▶ **Do this**
Look below for the line with "the cloud above? Mark it with a dot.", and from there restate every line word for word until the entries end.
* Begin Dataset entries *
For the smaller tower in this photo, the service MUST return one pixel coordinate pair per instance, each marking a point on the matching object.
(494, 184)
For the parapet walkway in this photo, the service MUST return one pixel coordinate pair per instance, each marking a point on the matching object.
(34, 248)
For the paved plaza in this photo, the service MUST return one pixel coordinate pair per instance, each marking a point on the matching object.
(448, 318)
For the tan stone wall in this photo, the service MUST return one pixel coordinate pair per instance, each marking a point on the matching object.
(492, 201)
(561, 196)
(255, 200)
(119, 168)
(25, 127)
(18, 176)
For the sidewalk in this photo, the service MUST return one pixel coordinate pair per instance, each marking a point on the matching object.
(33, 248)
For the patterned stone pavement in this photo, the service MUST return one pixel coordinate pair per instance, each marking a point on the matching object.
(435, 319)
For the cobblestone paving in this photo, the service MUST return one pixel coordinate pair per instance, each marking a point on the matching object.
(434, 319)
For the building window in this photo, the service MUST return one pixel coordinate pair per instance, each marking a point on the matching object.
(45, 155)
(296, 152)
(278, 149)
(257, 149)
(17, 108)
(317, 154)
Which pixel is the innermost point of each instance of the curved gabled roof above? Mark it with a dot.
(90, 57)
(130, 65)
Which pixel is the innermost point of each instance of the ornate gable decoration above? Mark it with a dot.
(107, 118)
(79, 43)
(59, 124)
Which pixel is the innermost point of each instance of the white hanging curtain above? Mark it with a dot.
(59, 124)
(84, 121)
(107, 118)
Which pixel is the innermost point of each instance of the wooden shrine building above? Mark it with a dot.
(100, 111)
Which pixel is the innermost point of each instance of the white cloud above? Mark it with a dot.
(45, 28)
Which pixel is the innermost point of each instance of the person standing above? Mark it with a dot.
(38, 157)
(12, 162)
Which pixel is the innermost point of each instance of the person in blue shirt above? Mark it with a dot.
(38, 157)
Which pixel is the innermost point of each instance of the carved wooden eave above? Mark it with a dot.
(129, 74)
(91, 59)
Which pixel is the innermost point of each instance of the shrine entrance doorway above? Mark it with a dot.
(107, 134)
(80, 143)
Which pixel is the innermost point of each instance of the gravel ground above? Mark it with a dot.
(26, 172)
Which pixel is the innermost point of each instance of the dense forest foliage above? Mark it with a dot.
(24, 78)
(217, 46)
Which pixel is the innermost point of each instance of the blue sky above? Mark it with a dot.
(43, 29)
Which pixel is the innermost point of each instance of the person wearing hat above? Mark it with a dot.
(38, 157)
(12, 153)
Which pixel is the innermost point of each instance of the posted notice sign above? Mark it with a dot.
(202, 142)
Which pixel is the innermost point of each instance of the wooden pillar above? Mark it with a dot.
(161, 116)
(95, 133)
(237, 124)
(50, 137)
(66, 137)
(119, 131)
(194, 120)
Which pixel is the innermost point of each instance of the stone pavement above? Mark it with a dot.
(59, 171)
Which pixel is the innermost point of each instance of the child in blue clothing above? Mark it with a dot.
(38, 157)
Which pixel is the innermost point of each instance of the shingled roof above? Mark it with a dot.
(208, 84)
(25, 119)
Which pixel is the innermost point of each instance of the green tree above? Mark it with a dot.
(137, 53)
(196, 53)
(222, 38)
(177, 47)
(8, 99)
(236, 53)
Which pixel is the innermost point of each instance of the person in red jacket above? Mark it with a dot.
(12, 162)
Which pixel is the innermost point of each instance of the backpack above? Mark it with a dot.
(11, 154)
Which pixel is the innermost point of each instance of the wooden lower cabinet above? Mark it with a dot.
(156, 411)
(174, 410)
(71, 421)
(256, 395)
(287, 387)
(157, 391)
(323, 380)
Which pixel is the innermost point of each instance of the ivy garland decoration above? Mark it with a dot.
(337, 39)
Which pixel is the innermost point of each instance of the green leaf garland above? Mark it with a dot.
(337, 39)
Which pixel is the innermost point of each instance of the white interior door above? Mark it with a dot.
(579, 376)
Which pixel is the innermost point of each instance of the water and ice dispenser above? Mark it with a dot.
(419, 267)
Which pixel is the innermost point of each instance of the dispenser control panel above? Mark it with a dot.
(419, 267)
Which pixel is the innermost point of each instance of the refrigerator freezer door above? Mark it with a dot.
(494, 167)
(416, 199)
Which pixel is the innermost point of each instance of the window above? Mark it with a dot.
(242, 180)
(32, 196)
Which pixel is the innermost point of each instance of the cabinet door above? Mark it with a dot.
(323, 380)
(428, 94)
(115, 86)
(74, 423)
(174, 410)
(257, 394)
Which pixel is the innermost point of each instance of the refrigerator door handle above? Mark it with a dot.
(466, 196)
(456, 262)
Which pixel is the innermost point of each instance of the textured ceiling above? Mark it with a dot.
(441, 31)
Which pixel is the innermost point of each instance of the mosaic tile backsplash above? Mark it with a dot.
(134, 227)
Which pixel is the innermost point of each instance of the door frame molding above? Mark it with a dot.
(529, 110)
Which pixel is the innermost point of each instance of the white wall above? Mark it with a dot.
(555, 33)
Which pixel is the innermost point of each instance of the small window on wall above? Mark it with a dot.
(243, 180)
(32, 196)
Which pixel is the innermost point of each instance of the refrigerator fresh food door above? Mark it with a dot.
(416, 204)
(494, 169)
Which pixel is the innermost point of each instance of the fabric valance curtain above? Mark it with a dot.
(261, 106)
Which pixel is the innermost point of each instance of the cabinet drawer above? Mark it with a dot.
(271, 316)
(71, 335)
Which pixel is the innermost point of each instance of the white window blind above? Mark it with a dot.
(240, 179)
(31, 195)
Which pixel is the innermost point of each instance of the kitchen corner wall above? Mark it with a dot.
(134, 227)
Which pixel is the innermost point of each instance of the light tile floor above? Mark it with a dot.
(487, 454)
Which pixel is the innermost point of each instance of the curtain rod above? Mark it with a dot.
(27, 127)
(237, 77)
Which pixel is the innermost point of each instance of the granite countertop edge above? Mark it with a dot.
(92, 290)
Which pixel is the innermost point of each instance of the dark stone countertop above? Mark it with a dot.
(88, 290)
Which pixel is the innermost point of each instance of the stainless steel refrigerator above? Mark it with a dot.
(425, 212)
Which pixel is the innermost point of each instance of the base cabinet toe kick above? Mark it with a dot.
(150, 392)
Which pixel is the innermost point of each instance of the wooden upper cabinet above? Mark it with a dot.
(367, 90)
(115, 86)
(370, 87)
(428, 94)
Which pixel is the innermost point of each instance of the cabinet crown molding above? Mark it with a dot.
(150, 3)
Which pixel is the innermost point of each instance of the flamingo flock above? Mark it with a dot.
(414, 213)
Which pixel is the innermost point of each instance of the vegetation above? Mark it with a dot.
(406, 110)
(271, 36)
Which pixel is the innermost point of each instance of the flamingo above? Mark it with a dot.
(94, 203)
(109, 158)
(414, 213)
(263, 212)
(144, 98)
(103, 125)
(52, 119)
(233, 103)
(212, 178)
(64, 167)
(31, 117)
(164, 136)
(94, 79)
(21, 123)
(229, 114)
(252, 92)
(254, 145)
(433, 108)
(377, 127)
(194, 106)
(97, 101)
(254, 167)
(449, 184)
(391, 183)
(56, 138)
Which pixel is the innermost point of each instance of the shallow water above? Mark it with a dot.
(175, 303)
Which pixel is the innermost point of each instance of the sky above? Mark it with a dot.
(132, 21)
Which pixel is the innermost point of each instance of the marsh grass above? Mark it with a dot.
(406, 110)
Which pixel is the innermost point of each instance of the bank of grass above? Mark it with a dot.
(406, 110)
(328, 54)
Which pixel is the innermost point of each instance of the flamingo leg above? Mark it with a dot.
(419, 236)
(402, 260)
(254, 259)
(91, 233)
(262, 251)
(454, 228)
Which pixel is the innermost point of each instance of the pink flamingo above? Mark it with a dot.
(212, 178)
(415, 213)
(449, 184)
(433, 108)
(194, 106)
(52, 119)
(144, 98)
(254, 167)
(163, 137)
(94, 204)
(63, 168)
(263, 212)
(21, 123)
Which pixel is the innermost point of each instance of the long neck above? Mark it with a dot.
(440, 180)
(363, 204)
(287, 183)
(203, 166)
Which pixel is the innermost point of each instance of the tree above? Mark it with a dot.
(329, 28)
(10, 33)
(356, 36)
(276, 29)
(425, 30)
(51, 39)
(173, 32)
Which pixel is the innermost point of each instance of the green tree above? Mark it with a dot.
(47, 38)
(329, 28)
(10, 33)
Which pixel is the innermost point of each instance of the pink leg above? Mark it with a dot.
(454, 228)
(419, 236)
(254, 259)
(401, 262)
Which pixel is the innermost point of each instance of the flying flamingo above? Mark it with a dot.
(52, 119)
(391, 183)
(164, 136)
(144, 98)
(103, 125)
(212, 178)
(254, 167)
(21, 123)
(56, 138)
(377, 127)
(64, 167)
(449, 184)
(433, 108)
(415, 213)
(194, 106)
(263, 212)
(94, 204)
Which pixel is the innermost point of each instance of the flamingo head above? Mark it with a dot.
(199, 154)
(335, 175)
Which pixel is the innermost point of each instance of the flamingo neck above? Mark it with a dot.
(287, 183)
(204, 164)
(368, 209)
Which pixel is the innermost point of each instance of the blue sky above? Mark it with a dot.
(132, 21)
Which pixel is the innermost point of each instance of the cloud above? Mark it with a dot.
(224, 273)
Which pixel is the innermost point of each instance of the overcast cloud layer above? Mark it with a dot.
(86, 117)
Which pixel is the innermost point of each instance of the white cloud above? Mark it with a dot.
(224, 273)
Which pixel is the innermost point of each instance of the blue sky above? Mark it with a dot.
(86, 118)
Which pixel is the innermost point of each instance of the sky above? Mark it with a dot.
* End Dataset entries *
▶ **Solution for this exercise**
Which pixel is the innermost point of each instance of the cloud above? Mark it with a dot.
(224, 273)
Which pixel is the innermost point of each instance of the overcast cloud layer above? Mark it with a dot.
(86, 117)
Which pixel is the innermost point of each instance of the white cloud above? Mark it with a dot.
(224, 273)
Which pixel is the innermost point of each instance of the blue sky above? Mark it with a dot.
(86, 118)
Which pixel is the innermost point of each instance of the sky above? Mark it with a dot.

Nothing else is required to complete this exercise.